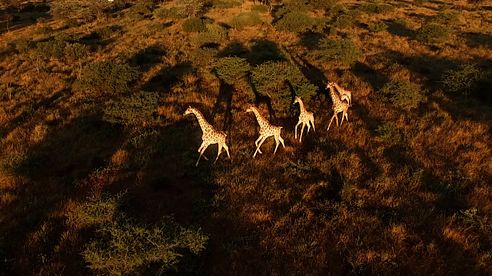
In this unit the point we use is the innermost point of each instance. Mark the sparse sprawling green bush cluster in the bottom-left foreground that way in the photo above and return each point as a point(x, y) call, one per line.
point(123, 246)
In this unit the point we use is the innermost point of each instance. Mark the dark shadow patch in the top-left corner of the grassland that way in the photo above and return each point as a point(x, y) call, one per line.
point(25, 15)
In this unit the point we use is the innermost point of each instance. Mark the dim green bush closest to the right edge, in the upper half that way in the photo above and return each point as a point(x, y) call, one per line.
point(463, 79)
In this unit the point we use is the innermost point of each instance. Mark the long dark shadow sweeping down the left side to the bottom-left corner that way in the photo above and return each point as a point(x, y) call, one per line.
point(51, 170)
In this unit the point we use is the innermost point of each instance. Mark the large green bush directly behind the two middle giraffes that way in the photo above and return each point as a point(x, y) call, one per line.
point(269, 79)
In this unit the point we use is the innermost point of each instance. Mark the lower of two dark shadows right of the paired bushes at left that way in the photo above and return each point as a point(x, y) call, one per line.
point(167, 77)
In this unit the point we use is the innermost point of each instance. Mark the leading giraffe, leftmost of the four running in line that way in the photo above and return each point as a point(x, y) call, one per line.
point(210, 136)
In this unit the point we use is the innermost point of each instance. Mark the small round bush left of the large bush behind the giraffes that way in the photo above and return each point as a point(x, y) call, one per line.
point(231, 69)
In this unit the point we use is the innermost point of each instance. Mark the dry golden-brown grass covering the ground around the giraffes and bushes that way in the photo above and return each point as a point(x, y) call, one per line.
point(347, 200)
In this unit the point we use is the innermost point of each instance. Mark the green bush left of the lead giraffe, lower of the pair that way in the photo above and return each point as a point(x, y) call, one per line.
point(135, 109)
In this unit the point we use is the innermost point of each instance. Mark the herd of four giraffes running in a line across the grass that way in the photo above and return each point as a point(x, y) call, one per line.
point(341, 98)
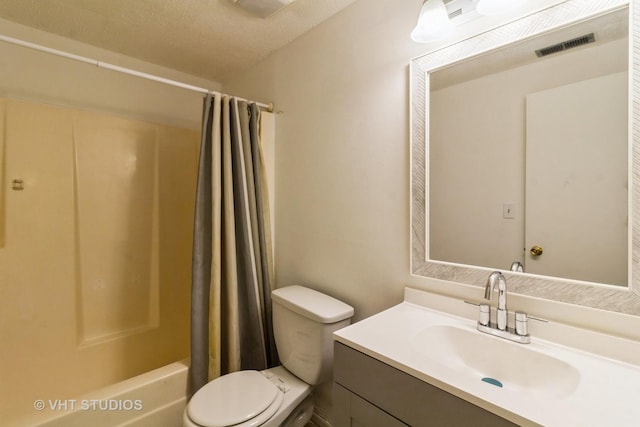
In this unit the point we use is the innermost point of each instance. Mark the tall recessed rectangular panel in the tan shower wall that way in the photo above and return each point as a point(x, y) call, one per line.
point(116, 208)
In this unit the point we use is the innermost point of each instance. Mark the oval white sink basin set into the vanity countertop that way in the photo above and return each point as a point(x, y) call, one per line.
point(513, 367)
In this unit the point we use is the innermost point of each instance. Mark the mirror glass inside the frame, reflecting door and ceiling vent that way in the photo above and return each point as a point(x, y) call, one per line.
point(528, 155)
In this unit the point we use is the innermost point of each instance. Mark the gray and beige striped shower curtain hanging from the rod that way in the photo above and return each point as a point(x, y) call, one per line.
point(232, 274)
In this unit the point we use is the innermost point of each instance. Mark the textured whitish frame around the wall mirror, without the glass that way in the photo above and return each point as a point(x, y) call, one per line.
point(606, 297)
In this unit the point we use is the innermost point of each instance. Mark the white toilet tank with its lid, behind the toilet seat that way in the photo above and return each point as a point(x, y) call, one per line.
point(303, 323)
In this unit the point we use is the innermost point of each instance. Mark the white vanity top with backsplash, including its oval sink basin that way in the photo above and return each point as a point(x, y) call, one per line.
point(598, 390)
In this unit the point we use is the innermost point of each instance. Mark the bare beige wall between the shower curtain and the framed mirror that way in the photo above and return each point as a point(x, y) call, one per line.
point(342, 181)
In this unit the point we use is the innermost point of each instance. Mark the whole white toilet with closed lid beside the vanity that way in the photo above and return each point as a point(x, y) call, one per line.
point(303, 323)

Work order — The line containing "Mark the bare" marks the start. Reproduce it and all lines after it through the end of the listing, exactly and alone.

Solution for this task —
In this unit the point we use is the innermost point of each instance. Mark the bare beige wall between the shower curtain and the framed mirror that way in the photo above and return each point as a point(x, y) call, one per line.
point(342, 181)
In this unit the point we use is the innermost point of each instance. Mark the whole white toilet with closed lid beside the vanity that way in the photo above and return each point as a point(x, y) call, one per line.
point(303, 323)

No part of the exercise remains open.